At the time there was a single statistical measure routinely used to compare mortality in hospitals across the NHS – Hospital Standardised Mortality Ratio (HSMR). HSMR is calculated by taking the observed death rate and dividing it by a calculated figure for an ‘expected’ death rate. The expected death rate is essentially the death rate in hospitals for the whole of the UK with a number of adjustments made in order to compensate for differences in case mix (the diagnoses patients are admitted with), age, co-morbidity and social deprivation. The ratio is multiplied by 100, so if your observed death rate is the same as the expected then the ratio is 1.0 and the HSMR would be 100. When observing mortality in a population it is important to recognise that over time mortality will always increase (we all have to die eventually) – therefore when comparing mortality in different populations we have to know over what time period mortality has been counted (usually 30 days, 90 days, 1 year or 5 years). One of the weaknesses of HSMR is that it does not specify the time period – it is simply the time spent in hospital – therefore a hospital with a longer than average length of stay will tend to have a higher mortality. Another weakness of HSMR is that it does not have a diagnostic category code for palliative care. The provision of out of hospital end of life services across the UK is at best patchy, where provision is poor patients are admitted to hospital to die, HSMR does not adjust for these expected deaths and so hospitals in this situation will have a higher than ‘expected’ HSMR. As a result of these statistical biases, HSMR is being replaced by a newer indicator – Standardised Hospital Mortality Indicator (SHMI). SHMI is very similar to HSMR but differs in two important aspects. Firstly it expands the number of diagnostic codes against which case mix adjustment takes place from 56 to 140, including one for palliative care. Secondly it fixes the number of days over which mortality is measured to 30 days after discharge.

The other important thing to recognise about mortality statistics – is that they are just that; statistics. As such reliability depends on sample size and confidence intervals. As a rule of thumb a condition with an expected mortality rate of 10% needs a sample size of about 200 cases before the confidence interval falls to a point where a doubling (or halving) of the observed rate can be explained by anything more than random chance. This is best illustrated graphically by the ‘funnel plot’ an example of which is below – and explained simply in this article here.


Two Stories About Mortality

Hospital A is a medium size district general hospital in a provincial town of the midlands. It is more than 30 miles from the nearest city and serves a relatively fixed population, bounded by open countryside, which is below the threshold for sustaining a comprehensive range of hospital services. It has recently successfully achieved foundation trust status by importing a new board that have railroaded a controversial savings program through that has helped make the long term finances appear sustainable. Many staff have been made redundant and staffing ratios on the wards have been reduced. Morale is low and sickness rates are high, the wards are busy with large numbers of elderly dependent patients. The hospital has always struggled with attracting high quality medical staff because of its geographical location, tenuous affiliation with a university hospital, low numbers of doctors in training and an unexciting specialty portfolio. There have been a number of recent complaints from relatives unhappy about basic standards of care on the wards – two of these have been reported in the local newspaper, with the suggestion that neglect of care was a contributing factor in the deaths of patients. The HSMR for this hospital is 127, the second highest in the country.

▶ _Given data_

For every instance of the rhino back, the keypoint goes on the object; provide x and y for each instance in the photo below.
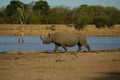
(64, 38)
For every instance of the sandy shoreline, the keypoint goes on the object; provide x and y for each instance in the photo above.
(46, 65)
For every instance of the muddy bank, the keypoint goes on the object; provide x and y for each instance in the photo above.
(46, 65)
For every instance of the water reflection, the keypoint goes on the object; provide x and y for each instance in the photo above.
(34, 43)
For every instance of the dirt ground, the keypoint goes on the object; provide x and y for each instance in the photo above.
(46, 65)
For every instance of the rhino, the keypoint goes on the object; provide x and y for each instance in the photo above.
(64, 40)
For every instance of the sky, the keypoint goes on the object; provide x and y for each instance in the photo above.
(71, 3)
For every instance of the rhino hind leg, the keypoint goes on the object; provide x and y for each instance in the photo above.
(56, 47)
(87, 46)
(79, 47)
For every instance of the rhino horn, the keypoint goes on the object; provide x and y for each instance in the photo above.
(41, 38)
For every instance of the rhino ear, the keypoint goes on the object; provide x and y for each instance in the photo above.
(49, 34)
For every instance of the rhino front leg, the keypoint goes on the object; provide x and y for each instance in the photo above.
(56, 47)
(79, 47)
(64, 47)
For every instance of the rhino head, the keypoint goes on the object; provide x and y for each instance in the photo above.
(46, 40)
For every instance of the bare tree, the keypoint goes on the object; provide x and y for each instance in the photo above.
(22, 22)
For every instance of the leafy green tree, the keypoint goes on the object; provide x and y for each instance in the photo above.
(13, 7)
(41, 7)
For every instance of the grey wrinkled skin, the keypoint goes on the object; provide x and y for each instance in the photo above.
(66, 40)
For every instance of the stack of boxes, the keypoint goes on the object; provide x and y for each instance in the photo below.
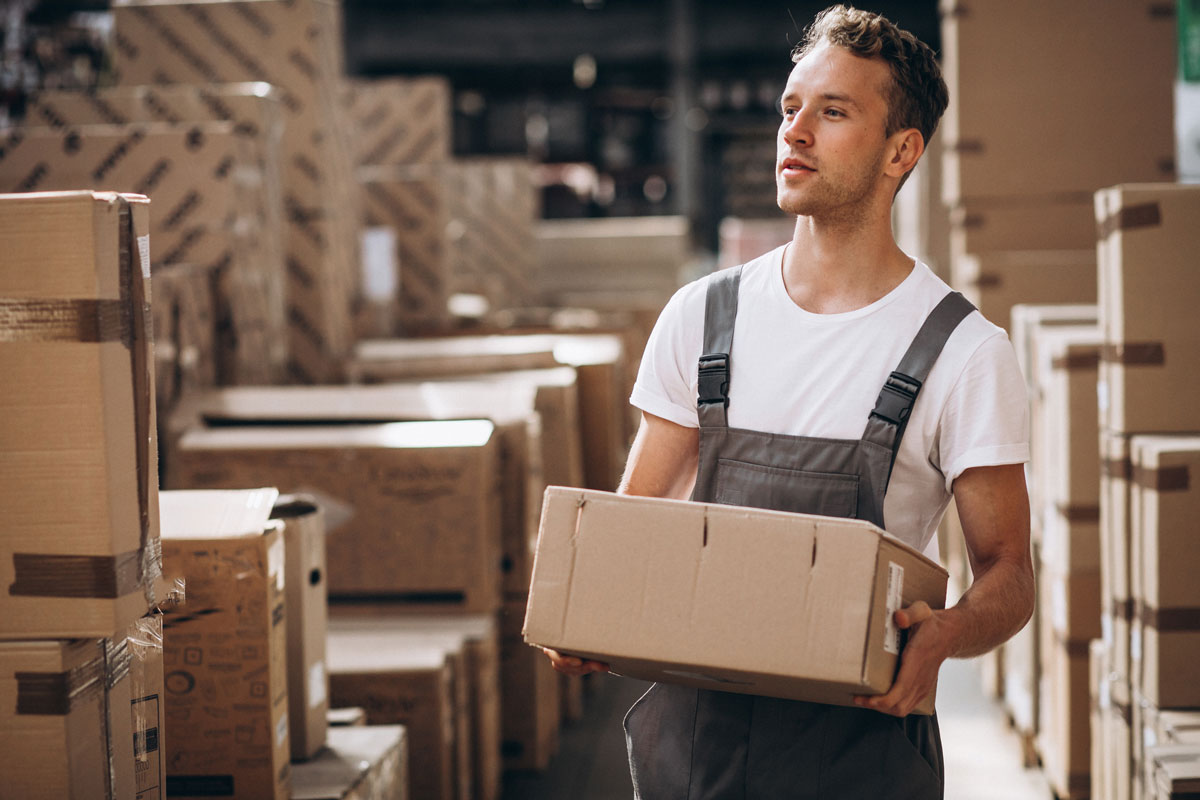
(81, 661)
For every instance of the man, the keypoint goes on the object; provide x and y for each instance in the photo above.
(835, 376)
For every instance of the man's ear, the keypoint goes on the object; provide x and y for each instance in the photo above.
(906, 148)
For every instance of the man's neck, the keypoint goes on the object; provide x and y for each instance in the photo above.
(834, 266)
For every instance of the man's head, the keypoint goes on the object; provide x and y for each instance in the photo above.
(917, 96)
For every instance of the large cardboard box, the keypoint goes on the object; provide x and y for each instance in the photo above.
(400, 120)
(1073, 67)
(1147, 289)
(246, 259)
(725, 597)
(511, 408)
(305, 577)
(226, 647)
(997, 281)
(477, 638)
(1165, 549)
(78, 464)
(413, 686)
(412, 507)
(359, 763)
(295, 47)
(65, 720)
(529, 683)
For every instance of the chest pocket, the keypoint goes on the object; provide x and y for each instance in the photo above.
(780, 488)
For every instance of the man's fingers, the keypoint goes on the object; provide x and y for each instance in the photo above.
(916, 613)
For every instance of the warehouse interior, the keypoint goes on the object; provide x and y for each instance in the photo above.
(304, 305)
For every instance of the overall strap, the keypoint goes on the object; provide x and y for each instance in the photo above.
(889, 417)
(720, 311)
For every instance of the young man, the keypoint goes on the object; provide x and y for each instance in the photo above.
(835, 376)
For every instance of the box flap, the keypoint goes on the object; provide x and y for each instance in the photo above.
(215, 513)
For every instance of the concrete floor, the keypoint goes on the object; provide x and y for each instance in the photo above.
(983, 756)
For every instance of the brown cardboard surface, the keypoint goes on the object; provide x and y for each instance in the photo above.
(226, 647)
(711, 589)
(1072, 67)
(511, 407)
(400, 120)
(997, 281)
(79, 416)
(148, 708)
(1164, 505)
(477, 636)
(358, 763)
(297, 48)
(412, 686)
(1147, 292)
(66, 728)
(412, 507)
(527, 681)
(304, 543)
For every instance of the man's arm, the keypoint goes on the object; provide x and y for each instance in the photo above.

▶ _Exercise brief_
Print the passage on hospital mortality statistics word for word, starting at "The other important" and ending at "this article here.".

▶ _Your response_
The other important thing to recognise about mortality statistics – is that they are just that; statistics. As such reliability depends on sample size and confidence intervals. As a rule of thumb a condition with an expected mortality rate of 10% needs a sample size of about 200 cases before the confidence interval falls to a point where a doubling (or halving) of the observed rate can be explained by anything more than random chance. This is best illustrated graphically by the ‘funnel plot’ an example of which is below – and explained simply in this article here.